*SOURCE DOCUMENT*
────────

Referring to his final RTÉ interview a few months before he died, Peter Sheridan comments. ‘By the end it was profoundly sad and nobody could look at that and say – ah sure – it was only a fellow having a few drinks. You couldn’t say that about him. Pitiful’.
Deirdre McMahon, who has recently completed her doctorate on the work of Behan says that ‘And if there is anything that we can do in this centenary year is to concentrate on that. Perhaps to move away from the public image of Behan and to reassess what he actually had to offer’.
>>>ADDITIONAL DETAILS: RADIO
Bowman 8.30: RTÉ Radio 1, 8.30am, Sunday 5th February and 12th February
Across two Sunday mornings John Bowman presents a timely selection of recordings of and about Brendan Behan from RTÉ Archives.
Sunday Miscellany: RTÉ Radio 1, 9.10am, Sunday 5th February
On Sunday Miscellany, Blanaid Behan, in Familiar Stranger, writes about the father she barely knew – but whose presence looms large in her life.
“At rare gatherings with my father’s side of the family old Dublin ladies would pat me on the head and say sadly, ‘God love you child, you lost your Da and he was awful young.’ To me at the age of seven or eight, 41 seemed quite ancient! ‘Sure, doesn’t everyone die at 41?’ I wondered. I examined photos for any hint of a likeness. Joan Littlewood, the legendary theatre director in whose hands his play The Hostage won numerous accolades, told me I had his eyes…”
Arena: RTÉ Radio 1, 7pm Monday 6th February
An hour-long special looking at Brendan Behan’s entire career and legacy with guest writer and director Peter Sheridan, writer and historian Donal Fallon, who also presents the Three Castles Burning podcast, and musicians Daoirí Farrell, Anne Buckley and Macdara Yeates.
Behan Ó Beacháin: RTÉ Radio 1, 7.30pm Sunday 12th, 9th and 16th February
A short series focuses on Behan’s writing and spoken words:
Sunday 12 February: Brendan Behan’s New York is his posthumously published book, transcribed from recordings by Behan recounting stories around the city he loved. On its publication it was described as ‘A big broth of a book, full of the late author’s wit and charm’. The programme features actor David Herlihy (who himself performed in a milestone Borstal Boy production directed by Joe Dowling) with a jazz soundtrack contemporary to the period in which Behan spent time in New York.

────────

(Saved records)

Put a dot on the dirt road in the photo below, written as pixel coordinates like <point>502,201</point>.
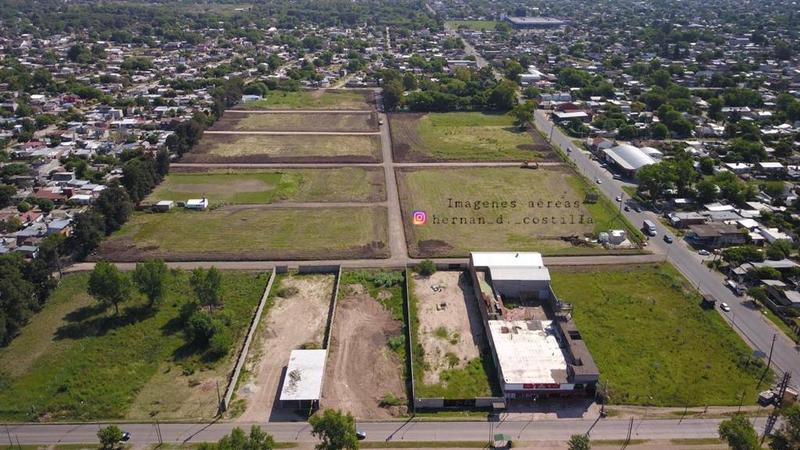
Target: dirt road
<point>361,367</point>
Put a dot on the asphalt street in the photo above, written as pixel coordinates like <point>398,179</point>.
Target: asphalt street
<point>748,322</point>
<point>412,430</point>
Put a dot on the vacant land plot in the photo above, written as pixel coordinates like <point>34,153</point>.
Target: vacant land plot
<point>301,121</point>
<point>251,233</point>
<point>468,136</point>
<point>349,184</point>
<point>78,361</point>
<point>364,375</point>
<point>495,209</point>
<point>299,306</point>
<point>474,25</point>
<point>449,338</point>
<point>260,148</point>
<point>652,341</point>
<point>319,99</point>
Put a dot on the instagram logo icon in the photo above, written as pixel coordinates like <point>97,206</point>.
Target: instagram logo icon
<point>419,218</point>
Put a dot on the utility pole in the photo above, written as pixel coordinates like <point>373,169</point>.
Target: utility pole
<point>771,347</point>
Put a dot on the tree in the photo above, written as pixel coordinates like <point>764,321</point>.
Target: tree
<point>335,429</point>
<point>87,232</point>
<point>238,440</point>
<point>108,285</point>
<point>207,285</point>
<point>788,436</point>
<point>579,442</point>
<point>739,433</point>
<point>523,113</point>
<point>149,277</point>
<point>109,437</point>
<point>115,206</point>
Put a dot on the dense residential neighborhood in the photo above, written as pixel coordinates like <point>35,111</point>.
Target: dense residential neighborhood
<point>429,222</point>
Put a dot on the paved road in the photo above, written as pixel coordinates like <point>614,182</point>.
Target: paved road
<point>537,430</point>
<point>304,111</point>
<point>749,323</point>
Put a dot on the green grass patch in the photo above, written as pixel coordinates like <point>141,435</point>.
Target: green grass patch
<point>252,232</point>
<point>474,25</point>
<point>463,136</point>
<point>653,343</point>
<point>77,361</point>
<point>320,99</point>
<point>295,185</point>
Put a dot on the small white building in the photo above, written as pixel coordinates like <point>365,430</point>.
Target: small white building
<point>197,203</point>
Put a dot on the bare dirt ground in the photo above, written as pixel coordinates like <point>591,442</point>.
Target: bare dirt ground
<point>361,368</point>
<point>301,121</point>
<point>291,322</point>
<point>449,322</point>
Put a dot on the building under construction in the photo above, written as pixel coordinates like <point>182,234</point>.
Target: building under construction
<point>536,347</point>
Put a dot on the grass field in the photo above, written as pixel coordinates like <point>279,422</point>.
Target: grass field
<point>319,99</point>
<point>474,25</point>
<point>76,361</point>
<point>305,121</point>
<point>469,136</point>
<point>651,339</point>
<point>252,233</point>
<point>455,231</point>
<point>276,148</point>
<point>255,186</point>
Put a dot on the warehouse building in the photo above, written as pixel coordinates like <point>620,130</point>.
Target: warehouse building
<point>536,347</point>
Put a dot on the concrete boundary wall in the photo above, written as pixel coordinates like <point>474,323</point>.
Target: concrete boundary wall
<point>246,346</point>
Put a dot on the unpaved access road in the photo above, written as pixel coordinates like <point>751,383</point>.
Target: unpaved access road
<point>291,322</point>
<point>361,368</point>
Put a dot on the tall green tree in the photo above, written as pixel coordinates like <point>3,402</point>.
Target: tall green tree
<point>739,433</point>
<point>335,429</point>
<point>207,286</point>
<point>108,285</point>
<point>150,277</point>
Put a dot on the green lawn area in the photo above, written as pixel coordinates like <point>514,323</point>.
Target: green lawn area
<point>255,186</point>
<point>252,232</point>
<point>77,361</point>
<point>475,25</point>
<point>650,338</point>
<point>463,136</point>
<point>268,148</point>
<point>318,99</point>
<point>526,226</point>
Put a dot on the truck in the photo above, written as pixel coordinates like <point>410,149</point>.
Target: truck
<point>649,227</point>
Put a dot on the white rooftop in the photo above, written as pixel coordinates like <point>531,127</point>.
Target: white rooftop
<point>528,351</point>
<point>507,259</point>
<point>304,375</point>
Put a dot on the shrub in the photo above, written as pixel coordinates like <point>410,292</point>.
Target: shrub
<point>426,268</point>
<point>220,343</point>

────────

*PROMPT*
Extend the piece on RTÉ's Brendan Behan centenary programming, beginning right after its last sentence. The records were drawn from a separate source.

*RESPONSE*
Sunday 19 February: A focus on the poems of Brendan Behan or Breandán Ó Beacháin as he called himself when he wrote in Irish. The poems are read by actor Bríd Ní Neachtain (who plays the role of the post-mistress in The Banshees of Inisherin) and Behan’s nephew and literary academic Colbert Kearney.
Sunday 26 February: Behan’s classic short story The Confirmation Suit was as though written to be read aloud with its rhythms and musicality. This coming-of-age story is set in Behan’s inner-city Dublin where he grew up. The 12-year-old narrator is approaching his coming-of-age sacrament of confirmation only to be dashed by the prospect of wearing the dowdy suit that has been made for him for the occasion. The story is specially performed for this programme by Dublin poet and spoken word artist Stephen James Smith
>>>ADDITIONAL DETAILS: ONLINE
A specially dedicated Brendan Behan index – www.rte.ie/brendan-behan/ – features on RTÉ Culture offering the perfect destination to locate a variety of Behan-related material and includes a range of the programming mentioned above. The wider Behan family also features, including Behan’s brothers Brian and Dominic, also writers, his mother Kathleen Behan, a renowned singer, and Brendan Behan’s wife, painter Beatrice Behan (Salkeld). This site dedicated to all things Behan will be curated throughout the year and is one to watch for all Brendan Behan fans.